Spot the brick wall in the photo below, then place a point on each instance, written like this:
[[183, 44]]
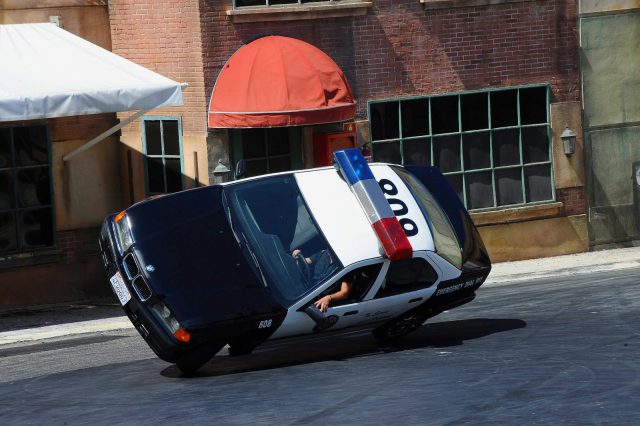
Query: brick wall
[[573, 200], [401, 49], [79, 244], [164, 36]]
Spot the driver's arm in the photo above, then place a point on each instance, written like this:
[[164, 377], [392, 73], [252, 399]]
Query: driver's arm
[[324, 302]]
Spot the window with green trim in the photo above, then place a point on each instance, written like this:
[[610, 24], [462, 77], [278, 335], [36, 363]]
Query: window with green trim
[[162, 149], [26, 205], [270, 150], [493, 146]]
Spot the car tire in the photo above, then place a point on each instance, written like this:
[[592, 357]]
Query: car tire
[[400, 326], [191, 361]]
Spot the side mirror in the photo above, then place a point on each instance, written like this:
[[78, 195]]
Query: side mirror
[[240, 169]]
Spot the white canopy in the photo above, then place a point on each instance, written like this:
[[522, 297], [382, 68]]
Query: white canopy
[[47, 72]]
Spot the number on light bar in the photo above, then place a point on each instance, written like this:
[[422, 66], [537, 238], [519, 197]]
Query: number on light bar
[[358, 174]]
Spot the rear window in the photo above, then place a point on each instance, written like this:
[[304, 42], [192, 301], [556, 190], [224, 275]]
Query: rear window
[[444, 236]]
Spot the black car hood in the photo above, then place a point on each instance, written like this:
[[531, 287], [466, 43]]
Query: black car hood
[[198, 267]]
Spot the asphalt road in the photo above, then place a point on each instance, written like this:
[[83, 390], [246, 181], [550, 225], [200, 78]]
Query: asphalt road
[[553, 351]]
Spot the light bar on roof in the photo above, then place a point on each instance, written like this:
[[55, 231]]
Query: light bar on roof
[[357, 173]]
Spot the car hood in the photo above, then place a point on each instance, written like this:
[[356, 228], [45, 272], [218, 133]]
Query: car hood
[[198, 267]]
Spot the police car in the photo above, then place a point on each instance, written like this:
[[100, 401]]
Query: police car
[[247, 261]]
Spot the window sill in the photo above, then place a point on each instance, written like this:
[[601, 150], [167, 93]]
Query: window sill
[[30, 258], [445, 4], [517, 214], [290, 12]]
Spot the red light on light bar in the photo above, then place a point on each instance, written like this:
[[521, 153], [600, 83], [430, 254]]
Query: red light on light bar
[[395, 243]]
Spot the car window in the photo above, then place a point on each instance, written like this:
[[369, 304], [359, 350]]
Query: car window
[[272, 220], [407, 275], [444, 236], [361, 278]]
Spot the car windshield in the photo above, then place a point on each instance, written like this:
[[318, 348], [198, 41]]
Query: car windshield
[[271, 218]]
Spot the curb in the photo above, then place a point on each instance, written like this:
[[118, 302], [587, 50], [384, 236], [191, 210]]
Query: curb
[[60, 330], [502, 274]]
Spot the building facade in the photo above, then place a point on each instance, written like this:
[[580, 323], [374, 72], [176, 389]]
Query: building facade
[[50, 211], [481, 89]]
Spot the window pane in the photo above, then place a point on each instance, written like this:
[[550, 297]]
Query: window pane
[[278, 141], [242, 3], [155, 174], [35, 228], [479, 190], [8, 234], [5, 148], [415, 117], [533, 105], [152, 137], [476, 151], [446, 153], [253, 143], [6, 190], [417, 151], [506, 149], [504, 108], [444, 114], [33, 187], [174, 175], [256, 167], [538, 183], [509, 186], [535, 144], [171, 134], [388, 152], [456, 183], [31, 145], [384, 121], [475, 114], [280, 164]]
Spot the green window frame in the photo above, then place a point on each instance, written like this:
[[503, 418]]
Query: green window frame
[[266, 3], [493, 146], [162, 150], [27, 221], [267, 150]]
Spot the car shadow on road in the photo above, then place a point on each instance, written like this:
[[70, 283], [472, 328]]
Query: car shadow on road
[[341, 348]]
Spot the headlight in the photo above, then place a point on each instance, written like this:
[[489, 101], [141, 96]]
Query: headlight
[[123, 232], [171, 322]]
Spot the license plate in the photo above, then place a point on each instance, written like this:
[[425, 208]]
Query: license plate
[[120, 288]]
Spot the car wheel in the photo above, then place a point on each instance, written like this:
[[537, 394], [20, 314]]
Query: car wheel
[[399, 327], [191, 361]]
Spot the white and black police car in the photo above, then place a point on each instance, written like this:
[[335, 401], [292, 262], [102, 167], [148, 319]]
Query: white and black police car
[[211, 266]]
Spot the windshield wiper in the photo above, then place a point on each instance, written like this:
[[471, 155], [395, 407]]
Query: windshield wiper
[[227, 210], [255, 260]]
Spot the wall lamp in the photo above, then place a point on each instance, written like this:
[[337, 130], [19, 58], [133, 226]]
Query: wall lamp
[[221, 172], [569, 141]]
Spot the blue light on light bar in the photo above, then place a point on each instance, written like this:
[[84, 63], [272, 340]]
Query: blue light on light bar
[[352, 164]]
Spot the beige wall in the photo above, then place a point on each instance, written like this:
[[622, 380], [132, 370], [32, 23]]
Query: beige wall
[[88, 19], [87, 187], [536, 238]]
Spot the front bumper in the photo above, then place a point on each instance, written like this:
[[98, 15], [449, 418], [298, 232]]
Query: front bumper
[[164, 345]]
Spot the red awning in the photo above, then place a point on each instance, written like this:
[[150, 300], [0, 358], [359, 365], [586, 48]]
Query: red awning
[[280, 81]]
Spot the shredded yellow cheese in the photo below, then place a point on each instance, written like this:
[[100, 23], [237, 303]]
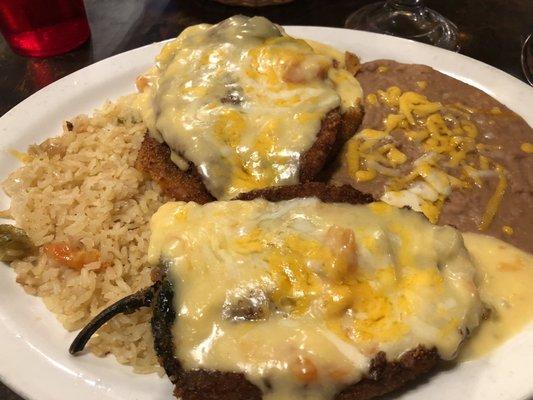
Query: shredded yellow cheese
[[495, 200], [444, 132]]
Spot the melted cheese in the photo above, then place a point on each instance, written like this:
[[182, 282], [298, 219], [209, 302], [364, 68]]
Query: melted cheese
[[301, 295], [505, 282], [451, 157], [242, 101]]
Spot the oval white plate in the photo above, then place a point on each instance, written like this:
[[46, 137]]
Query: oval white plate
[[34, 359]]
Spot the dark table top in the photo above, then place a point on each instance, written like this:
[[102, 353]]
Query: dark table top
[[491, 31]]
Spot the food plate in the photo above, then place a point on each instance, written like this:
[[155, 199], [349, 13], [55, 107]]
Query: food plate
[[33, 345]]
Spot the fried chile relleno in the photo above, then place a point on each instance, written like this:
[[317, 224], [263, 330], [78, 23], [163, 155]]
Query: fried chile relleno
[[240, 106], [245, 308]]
---
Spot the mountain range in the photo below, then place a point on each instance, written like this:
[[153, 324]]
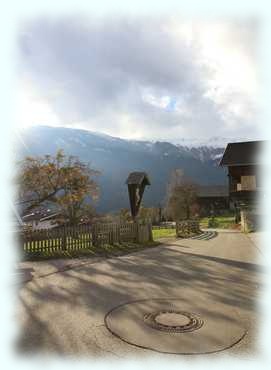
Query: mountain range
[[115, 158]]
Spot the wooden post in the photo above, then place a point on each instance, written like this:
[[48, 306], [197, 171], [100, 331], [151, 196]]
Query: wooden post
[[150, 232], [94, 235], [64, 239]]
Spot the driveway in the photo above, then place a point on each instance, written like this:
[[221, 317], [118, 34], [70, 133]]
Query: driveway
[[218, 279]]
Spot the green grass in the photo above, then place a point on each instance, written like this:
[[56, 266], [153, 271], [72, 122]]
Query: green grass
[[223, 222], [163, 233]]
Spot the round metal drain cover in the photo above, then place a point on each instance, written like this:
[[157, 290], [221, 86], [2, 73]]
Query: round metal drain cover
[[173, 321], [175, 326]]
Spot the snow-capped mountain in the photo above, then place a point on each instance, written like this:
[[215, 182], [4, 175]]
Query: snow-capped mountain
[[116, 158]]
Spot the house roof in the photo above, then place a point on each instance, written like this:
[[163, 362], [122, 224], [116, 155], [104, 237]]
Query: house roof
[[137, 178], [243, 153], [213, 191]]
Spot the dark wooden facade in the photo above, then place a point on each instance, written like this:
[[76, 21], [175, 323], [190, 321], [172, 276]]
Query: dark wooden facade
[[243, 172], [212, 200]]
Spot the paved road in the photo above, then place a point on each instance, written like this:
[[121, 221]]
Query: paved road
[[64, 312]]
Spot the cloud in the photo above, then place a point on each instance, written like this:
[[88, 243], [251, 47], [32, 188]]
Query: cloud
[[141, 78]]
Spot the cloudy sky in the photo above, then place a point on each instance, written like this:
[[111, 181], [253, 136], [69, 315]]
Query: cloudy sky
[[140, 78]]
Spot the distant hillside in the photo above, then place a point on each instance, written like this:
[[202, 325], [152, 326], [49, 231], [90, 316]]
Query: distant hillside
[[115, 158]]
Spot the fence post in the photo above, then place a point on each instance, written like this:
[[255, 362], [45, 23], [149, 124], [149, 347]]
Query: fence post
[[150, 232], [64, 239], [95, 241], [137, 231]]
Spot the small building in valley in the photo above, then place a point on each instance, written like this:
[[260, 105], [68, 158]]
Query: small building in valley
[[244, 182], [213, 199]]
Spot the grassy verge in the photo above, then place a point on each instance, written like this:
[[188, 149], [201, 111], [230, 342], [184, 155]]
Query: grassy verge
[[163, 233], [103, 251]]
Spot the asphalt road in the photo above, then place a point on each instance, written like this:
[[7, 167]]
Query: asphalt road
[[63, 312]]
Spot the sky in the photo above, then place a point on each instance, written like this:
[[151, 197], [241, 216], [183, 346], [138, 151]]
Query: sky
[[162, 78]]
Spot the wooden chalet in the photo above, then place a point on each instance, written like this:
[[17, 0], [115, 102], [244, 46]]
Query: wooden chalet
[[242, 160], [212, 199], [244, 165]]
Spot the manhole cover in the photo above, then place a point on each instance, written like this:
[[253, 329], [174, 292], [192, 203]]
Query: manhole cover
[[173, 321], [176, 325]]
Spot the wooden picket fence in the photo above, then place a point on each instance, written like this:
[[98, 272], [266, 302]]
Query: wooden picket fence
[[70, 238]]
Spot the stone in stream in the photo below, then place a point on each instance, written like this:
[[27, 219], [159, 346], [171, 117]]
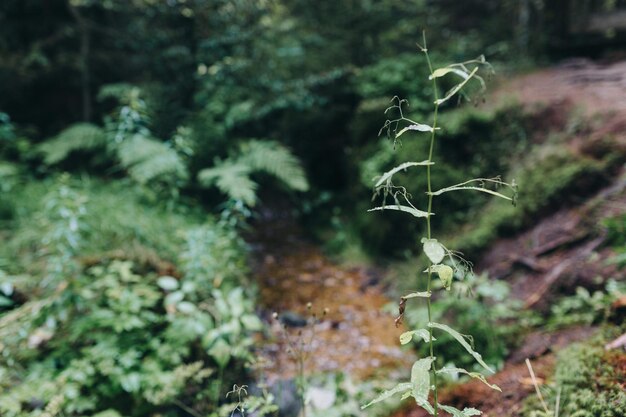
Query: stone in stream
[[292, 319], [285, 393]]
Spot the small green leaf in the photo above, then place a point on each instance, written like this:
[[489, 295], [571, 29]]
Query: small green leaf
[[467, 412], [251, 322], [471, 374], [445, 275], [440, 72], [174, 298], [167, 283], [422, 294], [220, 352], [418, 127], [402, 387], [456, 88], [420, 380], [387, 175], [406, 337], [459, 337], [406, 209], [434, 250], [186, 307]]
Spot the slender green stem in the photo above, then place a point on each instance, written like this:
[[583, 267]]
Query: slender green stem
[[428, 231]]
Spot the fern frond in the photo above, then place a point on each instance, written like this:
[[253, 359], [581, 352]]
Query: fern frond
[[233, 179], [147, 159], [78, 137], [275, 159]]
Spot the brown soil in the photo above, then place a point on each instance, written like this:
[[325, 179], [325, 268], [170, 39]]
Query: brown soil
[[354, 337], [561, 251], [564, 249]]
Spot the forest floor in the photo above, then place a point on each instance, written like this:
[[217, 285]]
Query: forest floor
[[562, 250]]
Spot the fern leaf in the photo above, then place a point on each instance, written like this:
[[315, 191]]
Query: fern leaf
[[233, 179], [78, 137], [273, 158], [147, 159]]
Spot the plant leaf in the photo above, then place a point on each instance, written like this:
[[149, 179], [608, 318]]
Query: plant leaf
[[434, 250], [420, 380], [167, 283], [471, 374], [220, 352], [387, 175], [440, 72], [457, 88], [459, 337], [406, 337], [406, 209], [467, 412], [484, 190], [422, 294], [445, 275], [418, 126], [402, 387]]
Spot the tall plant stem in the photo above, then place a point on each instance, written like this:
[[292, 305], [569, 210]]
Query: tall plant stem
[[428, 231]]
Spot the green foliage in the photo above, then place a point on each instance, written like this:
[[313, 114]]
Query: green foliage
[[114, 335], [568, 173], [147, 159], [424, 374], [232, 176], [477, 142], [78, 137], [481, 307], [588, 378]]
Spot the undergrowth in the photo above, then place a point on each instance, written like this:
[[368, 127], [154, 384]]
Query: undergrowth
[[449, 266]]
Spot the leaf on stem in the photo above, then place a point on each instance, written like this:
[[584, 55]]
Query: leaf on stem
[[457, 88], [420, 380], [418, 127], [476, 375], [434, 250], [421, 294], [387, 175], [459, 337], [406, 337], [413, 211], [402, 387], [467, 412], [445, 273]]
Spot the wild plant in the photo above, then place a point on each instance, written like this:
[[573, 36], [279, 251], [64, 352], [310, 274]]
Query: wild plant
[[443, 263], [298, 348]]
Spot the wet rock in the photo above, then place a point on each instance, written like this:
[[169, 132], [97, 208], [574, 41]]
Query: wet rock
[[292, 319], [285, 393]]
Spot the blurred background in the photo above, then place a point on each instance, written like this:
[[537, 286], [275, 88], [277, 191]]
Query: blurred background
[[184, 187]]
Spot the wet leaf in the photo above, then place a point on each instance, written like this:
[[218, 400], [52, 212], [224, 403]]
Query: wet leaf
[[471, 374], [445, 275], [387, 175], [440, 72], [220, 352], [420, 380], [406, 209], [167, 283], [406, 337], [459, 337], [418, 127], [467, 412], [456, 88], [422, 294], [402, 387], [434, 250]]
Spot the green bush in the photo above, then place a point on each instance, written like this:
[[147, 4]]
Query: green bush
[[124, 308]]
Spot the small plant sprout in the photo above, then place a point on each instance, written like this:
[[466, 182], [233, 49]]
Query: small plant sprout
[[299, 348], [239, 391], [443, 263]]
---
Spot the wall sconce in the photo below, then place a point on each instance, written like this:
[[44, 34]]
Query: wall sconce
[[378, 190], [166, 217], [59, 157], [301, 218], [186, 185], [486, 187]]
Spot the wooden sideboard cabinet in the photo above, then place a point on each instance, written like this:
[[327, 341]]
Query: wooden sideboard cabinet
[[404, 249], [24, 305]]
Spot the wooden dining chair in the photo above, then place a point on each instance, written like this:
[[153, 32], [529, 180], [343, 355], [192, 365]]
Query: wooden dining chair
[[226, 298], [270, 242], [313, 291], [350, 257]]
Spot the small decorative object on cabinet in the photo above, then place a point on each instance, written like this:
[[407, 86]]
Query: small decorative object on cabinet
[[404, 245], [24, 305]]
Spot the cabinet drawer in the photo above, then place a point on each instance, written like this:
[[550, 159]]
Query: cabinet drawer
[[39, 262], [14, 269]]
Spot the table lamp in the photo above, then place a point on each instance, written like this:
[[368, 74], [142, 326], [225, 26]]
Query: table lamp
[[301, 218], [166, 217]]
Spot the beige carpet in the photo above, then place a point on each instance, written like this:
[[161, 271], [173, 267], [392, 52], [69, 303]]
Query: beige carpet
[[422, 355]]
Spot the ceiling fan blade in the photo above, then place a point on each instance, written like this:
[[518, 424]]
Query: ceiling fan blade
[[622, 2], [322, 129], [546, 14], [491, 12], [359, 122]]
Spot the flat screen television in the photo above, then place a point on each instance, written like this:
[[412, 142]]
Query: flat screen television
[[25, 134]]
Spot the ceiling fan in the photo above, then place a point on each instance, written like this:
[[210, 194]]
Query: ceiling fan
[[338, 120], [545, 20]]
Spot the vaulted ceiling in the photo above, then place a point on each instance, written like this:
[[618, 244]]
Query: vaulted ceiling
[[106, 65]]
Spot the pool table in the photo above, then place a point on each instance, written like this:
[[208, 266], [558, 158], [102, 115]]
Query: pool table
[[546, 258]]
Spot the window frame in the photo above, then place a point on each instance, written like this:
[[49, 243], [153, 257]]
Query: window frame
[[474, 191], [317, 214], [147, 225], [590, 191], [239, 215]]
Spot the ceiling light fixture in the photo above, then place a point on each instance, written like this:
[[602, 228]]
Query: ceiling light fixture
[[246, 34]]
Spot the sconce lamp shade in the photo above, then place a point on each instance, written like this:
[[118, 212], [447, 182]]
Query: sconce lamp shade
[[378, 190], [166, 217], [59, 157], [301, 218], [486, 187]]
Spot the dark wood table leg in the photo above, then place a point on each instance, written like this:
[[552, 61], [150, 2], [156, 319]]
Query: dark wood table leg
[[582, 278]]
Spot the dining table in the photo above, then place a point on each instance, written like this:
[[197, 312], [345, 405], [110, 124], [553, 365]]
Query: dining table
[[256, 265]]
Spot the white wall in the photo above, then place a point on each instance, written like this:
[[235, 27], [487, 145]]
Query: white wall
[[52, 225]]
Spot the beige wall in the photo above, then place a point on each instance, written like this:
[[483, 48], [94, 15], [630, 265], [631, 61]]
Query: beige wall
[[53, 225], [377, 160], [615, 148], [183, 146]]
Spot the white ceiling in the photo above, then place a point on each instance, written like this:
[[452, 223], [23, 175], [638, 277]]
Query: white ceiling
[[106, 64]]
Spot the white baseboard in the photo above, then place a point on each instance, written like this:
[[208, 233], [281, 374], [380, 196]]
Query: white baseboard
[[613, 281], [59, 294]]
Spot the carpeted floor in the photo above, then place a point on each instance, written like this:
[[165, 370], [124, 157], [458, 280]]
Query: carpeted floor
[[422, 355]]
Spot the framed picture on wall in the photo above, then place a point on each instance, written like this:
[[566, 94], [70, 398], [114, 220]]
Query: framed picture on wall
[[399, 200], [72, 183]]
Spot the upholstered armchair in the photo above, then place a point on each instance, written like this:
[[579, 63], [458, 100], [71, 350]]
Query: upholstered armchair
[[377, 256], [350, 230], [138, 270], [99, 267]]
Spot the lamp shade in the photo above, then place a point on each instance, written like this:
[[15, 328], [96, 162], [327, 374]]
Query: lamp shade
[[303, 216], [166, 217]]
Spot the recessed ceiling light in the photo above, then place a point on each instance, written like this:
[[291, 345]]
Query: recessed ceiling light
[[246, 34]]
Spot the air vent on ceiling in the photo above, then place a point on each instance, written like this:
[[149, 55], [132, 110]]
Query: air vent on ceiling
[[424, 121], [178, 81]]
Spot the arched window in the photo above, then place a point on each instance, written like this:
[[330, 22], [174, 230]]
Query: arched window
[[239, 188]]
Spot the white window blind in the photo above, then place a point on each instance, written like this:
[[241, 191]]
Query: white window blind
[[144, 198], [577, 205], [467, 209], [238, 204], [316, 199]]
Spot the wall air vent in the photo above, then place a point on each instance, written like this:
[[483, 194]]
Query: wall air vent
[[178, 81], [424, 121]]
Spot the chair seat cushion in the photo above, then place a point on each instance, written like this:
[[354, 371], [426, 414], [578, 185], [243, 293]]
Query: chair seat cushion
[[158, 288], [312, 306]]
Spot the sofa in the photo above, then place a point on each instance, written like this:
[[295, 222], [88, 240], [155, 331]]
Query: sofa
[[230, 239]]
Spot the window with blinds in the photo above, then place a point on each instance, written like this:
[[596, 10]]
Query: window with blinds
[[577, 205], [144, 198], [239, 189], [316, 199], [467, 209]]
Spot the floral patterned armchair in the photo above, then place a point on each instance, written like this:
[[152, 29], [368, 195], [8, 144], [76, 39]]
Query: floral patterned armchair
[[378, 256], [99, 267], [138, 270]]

• [Your goal]:
Starting at the line that contains "Spot the brick" and ending at the line that contains "[[247, 261]]", give those lines of the material again with "instance" replaced by "occurrence" and everything else unchanged. Leave the pictures out of your answer.

• [Answer to this task]:
Spot the brick wall in the photo below, then place a point on each occurrence, written like this:
[[183, 44]]
Query: brick wall
[[573, 200], [401, 49], [79, 244], [164, 36]]
Spot the driver's arm in the photo above, then place a point on each occurrence, written like this:
[[164, 377], [392, 73], [252, 399]]
Query: driver's arm
[[324, 302]]
Spot the window with green trim in the photo above, then place a point on each occurrence, written like this:
[[610, 24], [462, 77], [278, 335], [36, 363]]
Query: window with green trim
[[162, 149], [26, 205], [270, 150], [493, 146]]
Spot the car tire in the photo above, then place a point on each occurrence, written like this:
[[592, 357]]
Query: car tire
[[400, 326], [191, 361]]
Spot the side mirror in the photo above, then place a point on each occurrence, written like this:
[[78, 195]]
Query: side mirror
[[240, 169]]
Spot the white canopy in the photo above, then place a point on each occurrence, written like this:
[[522, 297], [382, 68]]
Query: white canopy
[[47, 72]]
Spot the number on light bar in the photo above, then place a point on each occurrence, written like this:
[[422, 66], [537, 238], [519, 197]]
Query: number on light bar
[[358, 174]]
Spot the rear window in the photo above, then place a point on each occurrence, written like this:
[[304, 42], [192, 301], [556, 190], [224, 275]]
Query: rear window
[[444, 236]]
Spot the black car hood in the photo above, then place a point on each occurrence, written like this:
[[531, 287], [466, 43]]
Query: black car hood
[[198, 267]]
Spot the asphalt road in the photo above, then place a point on each occurrence, written like this:
[[83, 390], [246, 181], [550, 225], [200, 78]]
Query: asphalt road
[[553, 351]]
Spot the light bar on roof in the photo above, then place a point on each occurrence, written like this:
[[55, 231]]
Query: light bar on roof
[[357, 173]]
Spot the car hood in the photo above, then place a point on each occurrence, written like this:
[[356, 228], [45, 272], [218, 133]]
Query: car hood
[[198, 267]]
Spot the police car in the photo above, then place a point on each occurrence, written like this:
[[100, 401]]
Query: police car
[[247, 261]]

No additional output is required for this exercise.